begin LISTED RECORDS

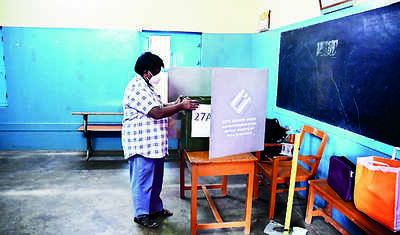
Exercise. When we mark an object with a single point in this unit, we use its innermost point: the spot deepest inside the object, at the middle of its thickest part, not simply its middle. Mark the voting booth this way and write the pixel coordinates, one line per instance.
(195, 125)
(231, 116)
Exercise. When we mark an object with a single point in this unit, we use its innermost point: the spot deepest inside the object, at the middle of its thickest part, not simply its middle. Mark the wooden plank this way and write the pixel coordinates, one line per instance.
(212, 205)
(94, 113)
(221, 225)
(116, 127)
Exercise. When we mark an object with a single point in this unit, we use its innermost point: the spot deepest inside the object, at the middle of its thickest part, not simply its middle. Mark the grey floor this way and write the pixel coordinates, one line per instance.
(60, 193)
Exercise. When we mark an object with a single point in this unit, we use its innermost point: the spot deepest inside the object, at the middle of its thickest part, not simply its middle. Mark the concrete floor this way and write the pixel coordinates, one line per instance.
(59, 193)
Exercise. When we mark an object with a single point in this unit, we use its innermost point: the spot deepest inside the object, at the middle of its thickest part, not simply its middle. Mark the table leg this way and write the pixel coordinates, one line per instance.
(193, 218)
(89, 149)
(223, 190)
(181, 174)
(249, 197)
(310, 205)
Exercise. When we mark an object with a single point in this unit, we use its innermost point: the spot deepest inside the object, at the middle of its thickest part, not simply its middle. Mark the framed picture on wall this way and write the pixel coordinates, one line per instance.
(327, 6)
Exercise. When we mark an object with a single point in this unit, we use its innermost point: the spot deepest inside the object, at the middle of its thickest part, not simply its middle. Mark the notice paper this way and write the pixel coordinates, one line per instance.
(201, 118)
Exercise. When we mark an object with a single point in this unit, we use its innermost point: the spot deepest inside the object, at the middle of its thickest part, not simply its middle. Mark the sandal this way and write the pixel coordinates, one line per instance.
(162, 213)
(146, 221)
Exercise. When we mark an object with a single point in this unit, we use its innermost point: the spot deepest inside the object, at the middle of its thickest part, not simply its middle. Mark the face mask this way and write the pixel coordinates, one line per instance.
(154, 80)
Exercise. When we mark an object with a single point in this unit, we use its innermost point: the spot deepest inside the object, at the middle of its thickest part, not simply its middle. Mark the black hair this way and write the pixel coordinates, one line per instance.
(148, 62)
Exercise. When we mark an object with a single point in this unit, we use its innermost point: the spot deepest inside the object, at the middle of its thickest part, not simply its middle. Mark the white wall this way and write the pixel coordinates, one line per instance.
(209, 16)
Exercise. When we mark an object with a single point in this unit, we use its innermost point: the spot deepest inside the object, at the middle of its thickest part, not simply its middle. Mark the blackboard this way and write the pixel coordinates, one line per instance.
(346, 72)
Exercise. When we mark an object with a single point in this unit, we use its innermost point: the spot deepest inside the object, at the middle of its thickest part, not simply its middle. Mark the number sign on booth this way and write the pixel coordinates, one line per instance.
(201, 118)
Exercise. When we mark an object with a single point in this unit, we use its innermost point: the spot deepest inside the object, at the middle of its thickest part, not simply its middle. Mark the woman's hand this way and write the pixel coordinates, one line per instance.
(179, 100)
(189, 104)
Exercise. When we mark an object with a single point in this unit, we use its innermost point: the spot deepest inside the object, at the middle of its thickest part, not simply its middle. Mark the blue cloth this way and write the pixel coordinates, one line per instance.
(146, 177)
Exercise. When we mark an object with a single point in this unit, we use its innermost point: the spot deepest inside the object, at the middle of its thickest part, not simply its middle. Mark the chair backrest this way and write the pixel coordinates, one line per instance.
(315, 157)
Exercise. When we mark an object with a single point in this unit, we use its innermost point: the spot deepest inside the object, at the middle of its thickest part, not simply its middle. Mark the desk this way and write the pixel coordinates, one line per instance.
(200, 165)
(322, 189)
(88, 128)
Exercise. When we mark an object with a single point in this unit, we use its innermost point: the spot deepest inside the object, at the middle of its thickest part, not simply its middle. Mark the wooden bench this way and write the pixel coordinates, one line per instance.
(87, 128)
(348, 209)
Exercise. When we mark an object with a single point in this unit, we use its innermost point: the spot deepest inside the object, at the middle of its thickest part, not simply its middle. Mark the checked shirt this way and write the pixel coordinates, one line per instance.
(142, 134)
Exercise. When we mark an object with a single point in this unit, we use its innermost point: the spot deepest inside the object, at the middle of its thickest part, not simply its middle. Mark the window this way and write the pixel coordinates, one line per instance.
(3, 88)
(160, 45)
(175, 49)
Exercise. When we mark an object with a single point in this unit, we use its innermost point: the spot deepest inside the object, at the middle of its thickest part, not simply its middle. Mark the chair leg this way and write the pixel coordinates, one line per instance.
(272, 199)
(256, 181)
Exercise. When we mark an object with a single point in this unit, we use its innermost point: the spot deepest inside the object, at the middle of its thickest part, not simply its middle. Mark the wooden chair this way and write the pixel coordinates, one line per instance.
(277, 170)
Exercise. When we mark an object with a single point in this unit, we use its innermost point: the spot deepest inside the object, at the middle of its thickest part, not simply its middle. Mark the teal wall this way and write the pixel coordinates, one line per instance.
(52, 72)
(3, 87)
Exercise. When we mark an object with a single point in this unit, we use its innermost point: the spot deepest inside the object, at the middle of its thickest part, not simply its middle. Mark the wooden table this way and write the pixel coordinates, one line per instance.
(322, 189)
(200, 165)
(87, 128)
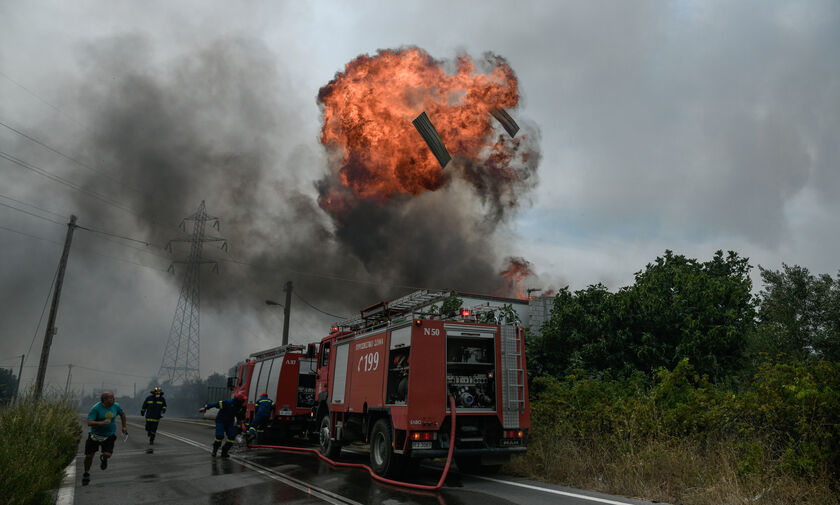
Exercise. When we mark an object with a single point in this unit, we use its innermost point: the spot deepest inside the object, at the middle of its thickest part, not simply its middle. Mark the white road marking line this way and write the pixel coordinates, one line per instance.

end LISTED RECORDS

• **TASK REQUIREMENTS**
Reproduce the lines from the line with "the wooden table" through the last line of the entries exactly, including both ends and excluding pictures.

• **ANSWER FOR THIS EXERCISE**
Exercise. When we mark an object with a single point in this unit, we use its innermost point: the spot deepest inside the object, at the middle of its thickest part, not simply its middle. Mark the wooden table this way and write the pixel coordinates, one line per instance.
(322, 189)
(200, 165)
(87, 128)
Exercise. When we mark an object with a single point in this unit, we use its innermost point: the spot deepest inside the object, at the middle of its thickest part, not simply its middle. Mark the white road marking line this way and write the pixel coordinates, one line per instance.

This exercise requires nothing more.